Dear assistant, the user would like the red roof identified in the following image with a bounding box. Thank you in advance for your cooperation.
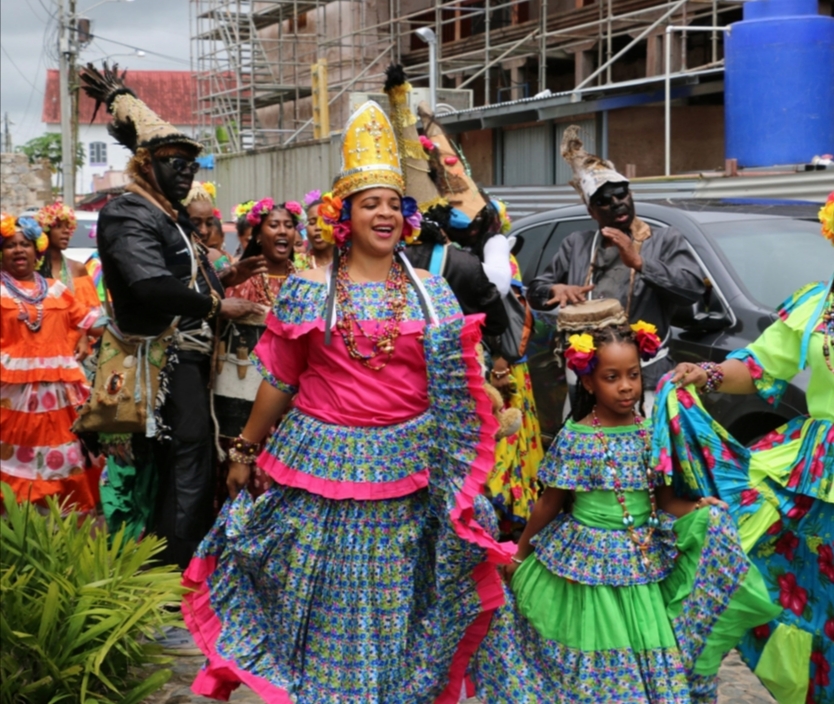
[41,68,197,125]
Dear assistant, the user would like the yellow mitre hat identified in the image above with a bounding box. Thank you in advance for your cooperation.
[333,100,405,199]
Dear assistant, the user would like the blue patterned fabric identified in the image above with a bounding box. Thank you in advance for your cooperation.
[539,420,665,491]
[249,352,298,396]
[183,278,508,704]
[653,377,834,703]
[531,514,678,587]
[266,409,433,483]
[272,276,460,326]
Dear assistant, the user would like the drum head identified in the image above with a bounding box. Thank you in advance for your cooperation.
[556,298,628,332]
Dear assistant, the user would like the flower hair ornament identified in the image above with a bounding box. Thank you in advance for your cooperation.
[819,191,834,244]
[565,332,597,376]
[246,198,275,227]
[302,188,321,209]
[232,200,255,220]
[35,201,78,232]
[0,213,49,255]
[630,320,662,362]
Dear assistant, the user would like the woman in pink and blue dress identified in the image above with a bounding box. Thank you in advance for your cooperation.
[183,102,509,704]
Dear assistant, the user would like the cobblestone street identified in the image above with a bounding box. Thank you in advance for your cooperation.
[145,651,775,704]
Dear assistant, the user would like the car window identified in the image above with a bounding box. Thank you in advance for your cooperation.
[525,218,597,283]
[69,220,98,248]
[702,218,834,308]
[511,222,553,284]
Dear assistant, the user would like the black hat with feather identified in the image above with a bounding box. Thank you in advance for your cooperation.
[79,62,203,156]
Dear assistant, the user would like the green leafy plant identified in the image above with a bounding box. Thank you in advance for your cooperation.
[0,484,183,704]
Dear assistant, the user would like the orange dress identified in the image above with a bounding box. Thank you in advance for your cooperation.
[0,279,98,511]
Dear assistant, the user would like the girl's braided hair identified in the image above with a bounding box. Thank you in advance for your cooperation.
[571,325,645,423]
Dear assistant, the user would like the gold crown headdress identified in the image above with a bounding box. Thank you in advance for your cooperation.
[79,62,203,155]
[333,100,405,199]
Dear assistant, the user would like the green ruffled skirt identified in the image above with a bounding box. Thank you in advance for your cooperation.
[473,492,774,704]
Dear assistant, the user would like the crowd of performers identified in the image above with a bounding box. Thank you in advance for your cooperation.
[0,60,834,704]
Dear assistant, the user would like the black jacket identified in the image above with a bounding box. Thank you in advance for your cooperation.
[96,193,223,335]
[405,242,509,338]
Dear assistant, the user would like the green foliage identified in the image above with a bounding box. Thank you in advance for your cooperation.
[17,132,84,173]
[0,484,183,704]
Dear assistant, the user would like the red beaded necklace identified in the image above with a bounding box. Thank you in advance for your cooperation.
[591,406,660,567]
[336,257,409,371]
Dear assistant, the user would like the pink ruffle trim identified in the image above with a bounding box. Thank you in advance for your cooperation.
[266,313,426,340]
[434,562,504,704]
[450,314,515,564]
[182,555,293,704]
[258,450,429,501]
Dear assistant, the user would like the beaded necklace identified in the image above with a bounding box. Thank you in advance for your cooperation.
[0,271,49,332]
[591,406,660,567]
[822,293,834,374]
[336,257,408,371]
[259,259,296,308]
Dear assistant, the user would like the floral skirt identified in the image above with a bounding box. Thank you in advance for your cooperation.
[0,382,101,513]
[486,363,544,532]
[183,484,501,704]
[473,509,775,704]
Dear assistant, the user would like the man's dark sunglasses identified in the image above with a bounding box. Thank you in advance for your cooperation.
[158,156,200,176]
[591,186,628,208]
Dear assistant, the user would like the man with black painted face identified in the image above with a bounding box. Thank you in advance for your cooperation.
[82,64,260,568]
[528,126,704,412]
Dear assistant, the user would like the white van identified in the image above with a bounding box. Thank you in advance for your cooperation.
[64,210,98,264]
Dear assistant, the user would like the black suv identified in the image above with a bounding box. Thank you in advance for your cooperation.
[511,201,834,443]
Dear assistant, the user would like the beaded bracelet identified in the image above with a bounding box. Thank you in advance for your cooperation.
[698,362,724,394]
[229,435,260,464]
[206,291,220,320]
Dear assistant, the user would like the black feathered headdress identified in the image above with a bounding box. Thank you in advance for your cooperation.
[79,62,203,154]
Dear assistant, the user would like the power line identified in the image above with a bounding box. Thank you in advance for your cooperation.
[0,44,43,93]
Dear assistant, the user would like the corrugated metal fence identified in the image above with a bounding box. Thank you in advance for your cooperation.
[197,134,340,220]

■ ■ ■ ■

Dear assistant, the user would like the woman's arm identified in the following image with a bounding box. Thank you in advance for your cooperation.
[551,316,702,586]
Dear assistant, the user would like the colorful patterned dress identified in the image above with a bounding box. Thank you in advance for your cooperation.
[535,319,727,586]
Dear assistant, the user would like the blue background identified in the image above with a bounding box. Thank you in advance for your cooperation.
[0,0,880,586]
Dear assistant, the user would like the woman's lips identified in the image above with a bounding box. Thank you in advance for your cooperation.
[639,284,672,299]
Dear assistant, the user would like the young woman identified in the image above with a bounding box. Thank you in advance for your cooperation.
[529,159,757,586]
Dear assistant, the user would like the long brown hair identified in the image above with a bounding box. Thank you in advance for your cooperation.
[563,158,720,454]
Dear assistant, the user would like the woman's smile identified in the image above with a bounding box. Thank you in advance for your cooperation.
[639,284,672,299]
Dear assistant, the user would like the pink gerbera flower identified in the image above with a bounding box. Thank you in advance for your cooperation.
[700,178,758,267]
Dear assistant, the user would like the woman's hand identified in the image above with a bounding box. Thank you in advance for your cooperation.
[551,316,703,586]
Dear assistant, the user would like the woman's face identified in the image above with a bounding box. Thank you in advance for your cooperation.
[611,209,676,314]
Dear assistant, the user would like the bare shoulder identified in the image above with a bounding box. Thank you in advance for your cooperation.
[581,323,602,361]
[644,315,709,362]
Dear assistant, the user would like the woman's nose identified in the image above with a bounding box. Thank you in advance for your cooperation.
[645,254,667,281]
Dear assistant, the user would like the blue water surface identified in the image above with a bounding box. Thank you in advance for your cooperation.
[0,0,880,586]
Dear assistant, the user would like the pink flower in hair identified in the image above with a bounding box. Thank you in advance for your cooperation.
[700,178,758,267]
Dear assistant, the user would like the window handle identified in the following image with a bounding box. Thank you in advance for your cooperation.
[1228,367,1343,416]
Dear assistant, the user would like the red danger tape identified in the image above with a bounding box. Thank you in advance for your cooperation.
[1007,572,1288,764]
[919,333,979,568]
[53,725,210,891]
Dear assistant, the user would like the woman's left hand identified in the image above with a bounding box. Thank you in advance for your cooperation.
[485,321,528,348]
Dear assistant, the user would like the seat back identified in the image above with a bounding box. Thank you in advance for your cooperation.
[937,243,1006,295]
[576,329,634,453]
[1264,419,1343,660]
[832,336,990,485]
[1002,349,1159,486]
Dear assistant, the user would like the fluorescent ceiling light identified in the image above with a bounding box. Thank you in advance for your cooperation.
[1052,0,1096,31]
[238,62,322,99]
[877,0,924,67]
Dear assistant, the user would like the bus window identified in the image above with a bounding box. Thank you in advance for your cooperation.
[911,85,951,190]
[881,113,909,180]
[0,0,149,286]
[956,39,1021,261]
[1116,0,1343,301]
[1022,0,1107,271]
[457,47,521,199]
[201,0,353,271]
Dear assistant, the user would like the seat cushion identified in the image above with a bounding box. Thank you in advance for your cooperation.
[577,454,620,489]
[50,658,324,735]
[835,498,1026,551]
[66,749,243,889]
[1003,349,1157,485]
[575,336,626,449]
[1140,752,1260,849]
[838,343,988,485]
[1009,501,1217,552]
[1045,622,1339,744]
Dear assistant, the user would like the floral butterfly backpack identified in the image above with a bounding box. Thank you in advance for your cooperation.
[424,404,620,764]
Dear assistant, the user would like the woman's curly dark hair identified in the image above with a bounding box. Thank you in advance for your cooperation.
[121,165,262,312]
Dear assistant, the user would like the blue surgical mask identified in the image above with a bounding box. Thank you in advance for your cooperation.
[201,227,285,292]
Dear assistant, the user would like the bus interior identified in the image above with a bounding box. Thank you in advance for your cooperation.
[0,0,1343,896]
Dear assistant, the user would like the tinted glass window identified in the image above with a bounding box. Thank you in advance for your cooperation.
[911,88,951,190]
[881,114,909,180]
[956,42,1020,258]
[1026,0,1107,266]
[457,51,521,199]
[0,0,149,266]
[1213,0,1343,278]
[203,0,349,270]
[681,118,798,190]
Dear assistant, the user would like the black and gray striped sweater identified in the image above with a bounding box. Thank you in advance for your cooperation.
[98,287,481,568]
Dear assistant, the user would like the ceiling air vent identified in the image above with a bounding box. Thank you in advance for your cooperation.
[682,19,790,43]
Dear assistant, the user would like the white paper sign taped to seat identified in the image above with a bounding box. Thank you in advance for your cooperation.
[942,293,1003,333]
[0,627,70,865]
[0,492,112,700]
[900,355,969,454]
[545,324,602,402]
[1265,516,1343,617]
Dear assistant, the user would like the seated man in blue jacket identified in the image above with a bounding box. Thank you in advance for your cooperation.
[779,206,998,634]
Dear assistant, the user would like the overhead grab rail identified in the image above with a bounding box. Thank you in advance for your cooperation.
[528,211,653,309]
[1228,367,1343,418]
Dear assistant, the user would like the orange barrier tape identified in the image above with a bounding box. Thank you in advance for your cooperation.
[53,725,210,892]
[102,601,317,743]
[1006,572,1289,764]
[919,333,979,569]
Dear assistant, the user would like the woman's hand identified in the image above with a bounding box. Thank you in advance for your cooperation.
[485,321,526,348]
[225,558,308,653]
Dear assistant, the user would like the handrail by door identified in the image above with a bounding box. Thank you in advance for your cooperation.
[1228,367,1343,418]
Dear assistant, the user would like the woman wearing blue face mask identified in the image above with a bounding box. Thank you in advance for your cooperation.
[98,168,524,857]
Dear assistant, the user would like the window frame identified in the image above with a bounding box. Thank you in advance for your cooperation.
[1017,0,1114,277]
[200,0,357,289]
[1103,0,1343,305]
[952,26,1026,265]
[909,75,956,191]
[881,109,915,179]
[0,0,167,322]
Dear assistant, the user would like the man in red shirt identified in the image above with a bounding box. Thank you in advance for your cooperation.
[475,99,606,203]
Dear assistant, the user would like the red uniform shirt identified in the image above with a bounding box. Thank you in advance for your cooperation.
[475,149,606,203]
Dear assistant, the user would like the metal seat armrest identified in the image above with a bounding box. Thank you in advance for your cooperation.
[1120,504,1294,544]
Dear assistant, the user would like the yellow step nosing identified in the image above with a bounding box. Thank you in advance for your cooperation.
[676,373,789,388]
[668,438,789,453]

■ ■ ■ ■

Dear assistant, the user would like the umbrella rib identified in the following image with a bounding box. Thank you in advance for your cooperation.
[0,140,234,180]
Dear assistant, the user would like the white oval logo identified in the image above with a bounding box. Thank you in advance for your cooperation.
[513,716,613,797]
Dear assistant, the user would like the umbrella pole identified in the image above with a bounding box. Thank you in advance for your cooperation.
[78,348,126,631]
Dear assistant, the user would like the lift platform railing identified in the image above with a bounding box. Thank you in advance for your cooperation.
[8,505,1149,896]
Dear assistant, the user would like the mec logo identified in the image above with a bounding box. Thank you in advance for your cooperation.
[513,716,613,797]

■ ■ ■ ■

▶ [Your instructions]: How many of the lines above contain the string "umbrella"? Reply with the number alone.

▶ [Output below]: 2